• Problem to work on
Reproduce exactly the lines beginning with the line that contains "[tag] dry grass" and ending at the final line of the material below.

-- Extracted material start --

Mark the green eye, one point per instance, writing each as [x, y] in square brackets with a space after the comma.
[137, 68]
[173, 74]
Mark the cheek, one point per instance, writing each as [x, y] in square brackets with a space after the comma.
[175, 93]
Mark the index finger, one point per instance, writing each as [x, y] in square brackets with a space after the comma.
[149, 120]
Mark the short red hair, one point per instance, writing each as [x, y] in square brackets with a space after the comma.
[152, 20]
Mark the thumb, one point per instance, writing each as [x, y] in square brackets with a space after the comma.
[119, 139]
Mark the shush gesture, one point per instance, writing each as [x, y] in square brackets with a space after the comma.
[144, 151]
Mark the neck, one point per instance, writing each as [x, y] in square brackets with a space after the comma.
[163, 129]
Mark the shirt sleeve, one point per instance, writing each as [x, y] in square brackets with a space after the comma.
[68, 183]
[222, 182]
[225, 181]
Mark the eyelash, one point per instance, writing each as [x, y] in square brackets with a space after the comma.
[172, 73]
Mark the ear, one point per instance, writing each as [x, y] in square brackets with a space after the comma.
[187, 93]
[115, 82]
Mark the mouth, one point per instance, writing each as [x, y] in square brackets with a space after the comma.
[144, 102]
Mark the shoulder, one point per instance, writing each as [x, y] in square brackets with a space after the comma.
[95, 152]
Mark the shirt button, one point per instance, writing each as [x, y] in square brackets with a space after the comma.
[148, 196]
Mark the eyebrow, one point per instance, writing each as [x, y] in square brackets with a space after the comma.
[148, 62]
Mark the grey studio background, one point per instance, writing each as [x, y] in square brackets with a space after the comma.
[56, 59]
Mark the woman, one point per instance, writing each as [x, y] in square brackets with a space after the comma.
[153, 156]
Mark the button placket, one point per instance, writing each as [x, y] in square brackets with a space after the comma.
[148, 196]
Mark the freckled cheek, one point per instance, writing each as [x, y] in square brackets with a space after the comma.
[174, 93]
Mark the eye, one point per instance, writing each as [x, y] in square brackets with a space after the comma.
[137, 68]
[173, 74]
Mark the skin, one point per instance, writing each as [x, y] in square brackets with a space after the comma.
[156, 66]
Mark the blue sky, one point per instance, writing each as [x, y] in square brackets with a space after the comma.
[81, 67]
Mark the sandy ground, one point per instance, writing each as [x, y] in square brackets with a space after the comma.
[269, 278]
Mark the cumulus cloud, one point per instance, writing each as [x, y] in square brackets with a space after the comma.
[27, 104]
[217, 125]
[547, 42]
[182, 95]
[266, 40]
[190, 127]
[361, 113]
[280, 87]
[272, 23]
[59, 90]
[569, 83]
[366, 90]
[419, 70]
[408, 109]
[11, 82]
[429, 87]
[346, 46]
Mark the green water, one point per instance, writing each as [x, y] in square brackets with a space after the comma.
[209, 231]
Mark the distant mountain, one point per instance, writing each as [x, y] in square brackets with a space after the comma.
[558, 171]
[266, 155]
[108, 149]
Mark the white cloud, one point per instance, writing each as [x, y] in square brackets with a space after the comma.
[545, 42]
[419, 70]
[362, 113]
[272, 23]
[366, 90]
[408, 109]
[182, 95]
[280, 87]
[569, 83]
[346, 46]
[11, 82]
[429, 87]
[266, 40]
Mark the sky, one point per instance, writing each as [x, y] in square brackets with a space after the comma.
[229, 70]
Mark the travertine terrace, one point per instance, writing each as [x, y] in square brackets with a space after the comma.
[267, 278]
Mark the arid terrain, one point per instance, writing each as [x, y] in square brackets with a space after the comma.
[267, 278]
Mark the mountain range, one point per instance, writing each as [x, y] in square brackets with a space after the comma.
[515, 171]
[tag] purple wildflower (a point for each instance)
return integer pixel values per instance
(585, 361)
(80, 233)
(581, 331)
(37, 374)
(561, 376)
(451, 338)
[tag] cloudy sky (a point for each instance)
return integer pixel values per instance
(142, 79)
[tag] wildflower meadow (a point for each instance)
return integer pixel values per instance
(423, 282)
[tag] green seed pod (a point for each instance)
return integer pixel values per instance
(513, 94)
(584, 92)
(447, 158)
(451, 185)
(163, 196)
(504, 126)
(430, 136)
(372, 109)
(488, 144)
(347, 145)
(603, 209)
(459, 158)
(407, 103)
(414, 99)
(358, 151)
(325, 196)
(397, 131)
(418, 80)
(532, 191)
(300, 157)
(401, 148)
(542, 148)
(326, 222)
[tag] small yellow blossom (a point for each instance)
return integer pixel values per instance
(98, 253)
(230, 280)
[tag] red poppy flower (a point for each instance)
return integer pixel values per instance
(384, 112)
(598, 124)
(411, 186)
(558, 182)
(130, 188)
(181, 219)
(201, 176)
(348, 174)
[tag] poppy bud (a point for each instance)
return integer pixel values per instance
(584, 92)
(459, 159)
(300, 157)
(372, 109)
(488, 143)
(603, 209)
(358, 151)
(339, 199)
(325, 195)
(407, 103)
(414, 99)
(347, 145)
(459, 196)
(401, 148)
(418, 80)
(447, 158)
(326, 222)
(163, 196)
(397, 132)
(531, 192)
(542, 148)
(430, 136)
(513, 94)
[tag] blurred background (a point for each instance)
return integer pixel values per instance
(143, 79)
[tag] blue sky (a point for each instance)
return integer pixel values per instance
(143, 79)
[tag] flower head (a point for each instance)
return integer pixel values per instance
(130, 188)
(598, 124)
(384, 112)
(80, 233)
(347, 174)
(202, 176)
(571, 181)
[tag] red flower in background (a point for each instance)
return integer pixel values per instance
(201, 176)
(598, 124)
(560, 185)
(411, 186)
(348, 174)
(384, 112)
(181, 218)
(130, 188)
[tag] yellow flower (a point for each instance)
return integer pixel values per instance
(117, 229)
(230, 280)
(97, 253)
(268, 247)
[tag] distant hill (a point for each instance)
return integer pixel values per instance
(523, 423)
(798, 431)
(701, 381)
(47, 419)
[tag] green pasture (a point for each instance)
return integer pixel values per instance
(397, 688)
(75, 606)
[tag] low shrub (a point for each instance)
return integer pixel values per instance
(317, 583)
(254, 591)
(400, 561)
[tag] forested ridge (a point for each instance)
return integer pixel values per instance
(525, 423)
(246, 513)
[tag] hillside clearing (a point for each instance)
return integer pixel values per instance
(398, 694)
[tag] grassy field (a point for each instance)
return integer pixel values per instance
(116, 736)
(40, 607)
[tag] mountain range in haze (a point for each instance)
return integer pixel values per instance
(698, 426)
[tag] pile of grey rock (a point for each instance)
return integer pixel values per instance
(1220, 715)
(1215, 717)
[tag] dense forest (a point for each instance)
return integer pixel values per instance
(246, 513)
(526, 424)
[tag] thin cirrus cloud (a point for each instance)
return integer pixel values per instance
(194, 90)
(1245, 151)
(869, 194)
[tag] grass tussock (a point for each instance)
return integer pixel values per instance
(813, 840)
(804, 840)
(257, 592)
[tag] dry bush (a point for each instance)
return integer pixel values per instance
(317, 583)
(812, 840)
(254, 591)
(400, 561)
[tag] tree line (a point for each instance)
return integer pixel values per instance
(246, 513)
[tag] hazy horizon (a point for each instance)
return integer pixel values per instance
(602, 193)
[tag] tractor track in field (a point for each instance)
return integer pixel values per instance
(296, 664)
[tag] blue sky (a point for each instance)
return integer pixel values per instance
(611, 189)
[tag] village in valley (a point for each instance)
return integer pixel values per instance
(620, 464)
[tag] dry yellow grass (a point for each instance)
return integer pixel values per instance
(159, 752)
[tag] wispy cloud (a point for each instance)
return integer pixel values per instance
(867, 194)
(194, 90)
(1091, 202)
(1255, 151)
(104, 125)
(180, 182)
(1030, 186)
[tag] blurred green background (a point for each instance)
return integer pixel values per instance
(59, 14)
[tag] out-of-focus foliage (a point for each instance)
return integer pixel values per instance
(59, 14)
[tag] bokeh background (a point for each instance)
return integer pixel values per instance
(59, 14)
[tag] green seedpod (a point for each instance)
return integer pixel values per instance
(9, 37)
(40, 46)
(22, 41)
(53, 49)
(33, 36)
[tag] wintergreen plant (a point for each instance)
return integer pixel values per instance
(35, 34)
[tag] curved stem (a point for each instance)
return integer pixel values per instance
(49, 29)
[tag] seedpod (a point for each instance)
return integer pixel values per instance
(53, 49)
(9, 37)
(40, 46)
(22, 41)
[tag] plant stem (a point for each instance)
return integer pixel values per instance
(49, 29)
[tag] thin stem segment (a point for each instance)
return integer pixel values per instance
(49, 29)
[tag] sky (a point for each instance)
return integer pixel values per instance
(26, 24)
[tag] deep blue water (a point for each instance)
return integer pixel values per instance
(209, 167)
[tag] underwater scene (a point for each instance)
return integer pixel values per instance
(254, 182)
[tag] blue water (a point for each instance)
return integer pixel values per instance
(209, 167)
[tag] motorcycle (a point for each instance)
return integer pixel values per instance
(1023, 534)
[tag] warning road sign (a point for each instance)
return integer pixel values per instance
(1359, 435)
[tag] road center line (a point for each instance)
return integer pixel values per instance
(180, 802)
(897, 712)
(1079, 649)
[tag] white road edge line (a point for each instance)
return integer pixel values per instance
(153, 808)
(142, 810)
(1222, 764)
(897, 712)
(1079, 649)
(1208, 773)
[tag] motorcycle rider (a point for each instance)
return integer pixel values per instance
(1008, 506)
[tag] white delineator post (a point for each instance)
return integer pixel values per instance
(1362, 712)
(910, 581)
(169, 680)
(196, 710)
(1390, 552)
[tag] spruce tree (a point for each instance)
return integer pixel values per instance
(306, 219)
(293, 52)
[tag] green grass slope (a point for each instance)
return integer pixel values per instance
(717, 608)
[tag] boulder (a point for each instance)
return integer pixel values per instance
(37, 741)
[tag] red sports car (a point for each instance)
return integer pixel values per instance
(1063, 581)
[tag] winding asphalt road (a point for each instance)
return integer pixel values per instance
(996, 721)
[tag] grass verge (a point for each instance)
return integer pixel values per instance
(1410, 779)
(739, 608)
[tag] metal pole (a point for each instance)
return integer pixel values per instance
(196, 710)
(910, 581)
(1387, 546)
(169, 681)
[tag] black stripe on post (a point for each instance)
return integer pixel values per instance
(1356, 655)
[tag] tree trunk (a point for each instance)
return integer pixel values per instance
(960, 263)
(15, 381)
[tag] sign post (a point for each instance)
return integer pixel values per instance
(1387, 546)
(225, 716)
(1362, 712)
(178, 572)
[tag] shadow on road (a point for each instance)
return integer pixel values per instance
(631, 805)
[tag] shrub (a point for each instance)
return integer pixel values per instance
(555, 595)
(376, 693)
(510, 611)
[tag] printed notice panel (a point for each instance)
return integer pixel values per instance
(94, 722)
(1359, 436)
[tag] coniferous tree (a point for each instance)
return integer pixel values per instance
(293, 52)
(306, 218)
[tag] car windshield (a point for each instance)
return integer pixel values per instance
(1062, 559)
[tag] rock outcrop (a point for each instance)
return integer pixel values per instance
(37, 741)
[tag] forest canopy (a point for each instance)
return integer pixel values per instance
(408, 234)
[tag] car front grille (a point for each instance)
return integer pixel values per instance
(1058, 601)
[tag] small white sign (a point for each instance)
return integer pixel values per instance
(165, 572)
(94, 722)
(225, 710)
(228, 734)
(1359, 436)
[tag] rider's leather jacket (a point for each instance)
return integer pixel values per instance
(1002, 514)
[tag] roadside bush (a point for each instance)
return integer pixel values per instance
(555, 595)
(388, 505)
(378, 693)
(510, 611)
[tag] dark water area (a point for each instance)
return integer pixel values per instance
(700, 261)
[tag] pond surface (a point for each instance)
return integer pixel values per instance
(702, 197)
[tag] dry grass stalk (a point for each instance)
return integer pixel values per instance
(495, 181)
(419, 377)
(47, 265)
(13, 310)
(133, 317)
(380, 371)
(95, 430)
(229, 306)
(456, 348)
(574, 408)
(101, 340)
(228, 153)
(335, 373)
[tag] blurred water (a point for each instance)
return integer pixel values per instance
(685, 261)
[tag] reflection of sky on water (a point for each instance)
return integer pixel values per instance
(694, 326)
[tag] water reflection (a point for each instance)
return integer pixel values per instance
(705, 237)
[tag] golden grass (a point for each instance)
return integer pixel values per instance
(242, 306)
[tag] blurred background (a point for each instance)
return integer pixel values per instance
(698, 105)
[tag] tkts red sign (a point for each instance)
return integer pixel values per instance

-- Extracted material end --

• The answer
[tag] dry grass stalk (a point for each instance)
return integer pixel values per instance
(495, 181)
(419, 377)
(47, 265)
(13, 310)
(133, 317)
(380, 371)
(95, 430)
(229, 306)
(456, 348)
(574, 408)
(101, 340)
(228, 153)
(335, 373)
[tag] blurred water (a point for each instance)
return integer pixel values per instance
(685, 261)
[tag] reflection of sky on water (a point for each instance)
return integer pixel values per instance
(694, 326)
[tag] water reflection (a point for each instance)
return integer pixel values per instance
(705, 237)
[tag] golden grass (a point for each instance)
return integer pixel values per instance
(242, 306)
[tag] blurred background (a point for each instance)
return integer pixel values per instance
(698, 105)
[tag] tkts red sign (a point for each instance)
return integer pixel values per instance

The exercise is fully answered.